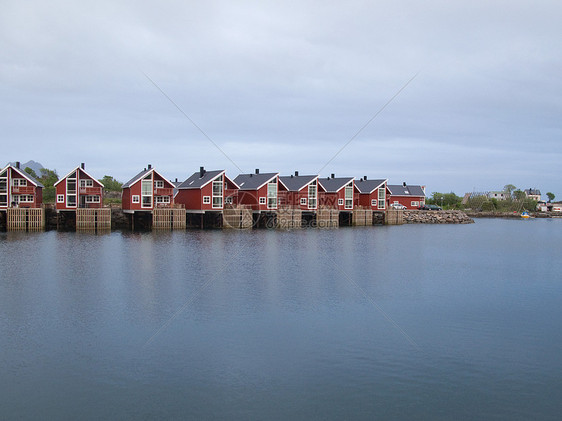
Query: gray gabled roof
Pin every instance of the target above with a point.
(401, 190)
(296, 182)
(333, 185)
(195, 181)
(24, 174)
(533, 191)
(137, 177)
(254, 181)
(368, 186)
(79, 168)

▶ [DIRECTIONS] Update the rows by changing "gray" to "brown" and keeping every other part the same. Leave the pictures out.

▶ [TASK OUTPUT]
Query: brown gabled roof
Pin every instance of the target above with a point.
(401, 190)
(296, 182)
(333, 185)
(195, 181)
(24, 174)
(533, 191)
(137, 177)
(254, 181)
(368, 186)
(79, 168)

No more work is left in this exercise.